Page extract: Begin

Saturday, August 19, 2006

Favorites and Unfavorites

Things that I love:

West Texas sunrises and sunsets
my patient husband
my amazing children
my beautiful granddaughter
a clean house
conversation with old friends
deep conversation with almost anyone
tears...for joy or for sadness...just love that something is being expressed
well-written books
scripture
clean cool sheets
worship
communion...the body of Christ
reunions
water...ocean, lake, river, creek, waterfall, or just a swimming pool
great blue herons
light in the eyes of others
friends who listen when life is tough
singing alone in my car

Things that I don't love:

service people who are grouchy
children who are far away and not happy
air-conditioning that doesn't work
long boring explanations
excuses
pretentiousness
promises broken
parents who think their children are perfect
fussy clothes

Friday, August 18, 2006

Transitions

I am sorry that I have not posted for a long time. I just took Mary Kate to Lipscomb and it has been difficult. Pray that she begins to like it there...her liking it there would make it easier on me. Too much emotion right now...will write more later.

Tuesday, August 08, 2006

Vacation

I am currently sitting in an internet cafe in Rehoboth Beach, Delaware. It is late and I am very tired because we got up to see the sunrise. It was really too cloudy to see the sunrise but it was a great way to start the day.

Page extract: End
Record set: Begin

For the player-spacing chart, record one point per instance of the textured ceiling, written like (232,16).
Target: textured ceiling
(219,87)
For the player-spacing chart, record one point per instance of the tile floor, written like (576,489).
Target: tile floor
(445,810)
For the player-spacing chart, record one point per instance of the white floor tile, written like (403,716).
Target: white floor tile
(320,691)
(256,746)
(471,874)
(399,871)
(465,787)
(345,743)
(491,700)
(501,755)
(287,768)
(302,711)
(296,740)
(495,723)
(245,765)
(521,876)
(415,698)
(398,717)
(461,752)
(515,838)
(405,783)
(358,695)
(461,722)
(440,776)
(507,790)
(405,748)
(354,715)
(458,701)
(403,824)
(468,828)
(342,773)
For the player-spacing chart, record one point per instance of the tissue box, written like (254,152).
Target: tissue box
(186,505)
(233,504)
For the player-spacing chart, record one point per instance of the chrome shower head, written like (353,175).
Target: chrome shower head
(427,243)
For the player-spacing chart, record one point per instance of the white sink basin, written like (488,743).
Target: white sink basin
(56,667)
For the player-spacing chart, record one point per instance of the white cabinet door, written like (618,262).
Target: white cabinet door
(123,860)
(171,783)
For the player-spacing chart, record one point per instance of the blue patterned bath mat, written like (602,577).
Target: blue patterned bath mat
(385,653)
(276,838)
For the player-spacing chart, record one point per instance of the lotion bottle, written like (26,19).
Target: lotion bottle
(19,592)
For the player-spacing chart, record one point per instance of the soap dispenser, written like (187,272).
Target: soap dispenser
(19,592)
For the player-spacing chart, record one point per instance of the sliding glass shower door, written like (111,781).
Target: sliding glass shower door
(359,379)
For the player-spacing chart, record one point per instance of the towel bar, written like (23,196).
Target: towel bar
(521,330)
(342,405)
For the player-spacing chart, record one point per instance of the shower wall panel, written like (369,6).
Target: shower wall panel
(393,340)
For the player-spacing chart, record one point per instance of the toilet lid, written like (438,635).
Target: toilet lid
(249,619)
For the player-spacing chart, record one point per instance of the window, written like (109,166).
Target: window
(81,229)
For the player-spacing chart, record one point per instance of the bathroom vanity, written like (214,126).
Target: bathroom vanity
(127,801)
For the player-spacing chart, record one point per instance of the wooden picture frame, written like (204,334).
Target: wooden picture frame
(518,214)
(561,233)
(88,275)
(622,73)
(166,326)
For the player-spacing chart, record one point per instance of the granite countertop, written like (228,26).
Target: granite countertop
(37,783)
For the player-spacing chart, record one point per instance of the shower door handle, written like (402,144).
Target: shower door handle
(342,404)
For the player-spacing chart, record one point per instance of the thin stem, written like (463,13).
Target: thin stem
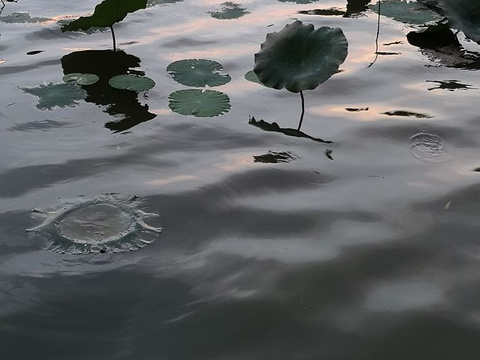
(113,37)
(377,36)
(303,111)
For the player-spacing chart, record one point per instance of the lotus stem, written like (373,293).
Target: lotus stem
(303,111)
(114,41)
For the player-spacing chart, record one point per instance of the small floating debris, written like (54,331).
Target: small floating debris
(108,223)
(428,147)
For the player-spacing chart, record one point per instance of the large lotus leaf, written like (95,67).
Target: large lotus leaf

Record set: End
Record set: Begin

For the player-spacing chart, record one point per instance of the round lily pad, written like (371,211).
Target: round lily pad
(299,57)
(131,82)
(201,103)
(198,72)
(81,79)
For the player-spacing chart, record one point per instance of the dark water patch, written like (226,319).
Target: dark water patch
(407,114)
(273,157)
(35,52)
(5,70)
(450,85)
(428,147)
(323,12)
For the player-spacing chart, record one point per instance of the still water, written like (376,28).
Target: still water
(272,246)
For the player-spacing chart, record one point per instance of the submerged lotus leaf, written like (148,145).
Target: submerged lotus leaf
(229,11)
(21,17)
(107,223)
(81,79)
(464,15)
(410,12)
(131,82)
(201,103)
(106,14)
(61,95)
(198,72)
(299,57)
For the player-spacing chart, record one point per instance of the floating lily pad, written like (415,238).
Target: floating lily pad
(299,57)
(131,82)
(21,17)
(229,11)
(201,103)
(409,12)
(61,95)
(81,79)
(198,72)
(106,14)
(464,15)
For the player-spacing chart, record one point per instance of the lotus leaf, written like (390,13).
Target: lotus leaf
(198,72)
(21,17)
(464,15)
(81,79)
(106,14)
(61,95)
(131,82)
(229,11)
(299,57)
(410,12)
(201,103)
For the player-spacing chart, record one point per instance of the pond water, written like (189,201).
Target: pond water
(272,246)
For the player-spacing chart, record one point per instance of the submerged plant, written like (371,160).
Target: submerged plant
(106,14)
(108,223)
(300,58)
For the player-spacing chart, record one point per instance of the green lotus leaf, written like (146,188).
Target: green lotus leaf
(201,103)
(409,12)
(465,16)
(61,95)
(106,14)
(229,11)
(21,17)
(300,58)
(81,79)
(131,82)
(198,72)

Record set: End

» **Task requirements**:
[1] From the blog excerpt, copy the stretch from "I am sorry that" through "start the day.".
[2] In the blog excerpt, why does the writer ask readers to pray that Mary Kate begins to like it at Lipscomb?

» **Exercise responses**:
[1]
I am sorry that I have not posted for a long time. I just took Mary Kate to Lipscomb and it has been difficult. Pray that she begins to like it there...her liking it there would make it easier on me. Too much emotion right now...will write more later.

Tuesday, August 08, 2006

Vacation

I am currently sitting in an internet cafe in Rehoboth Beach, Delaware. It is late and I am very tired because we got up to see the sunrise. It was really too cloudy to see the sunrise but it was a great way to start the day.

[2] The writer says that Mary Kate liking it there would make it easier on the writer.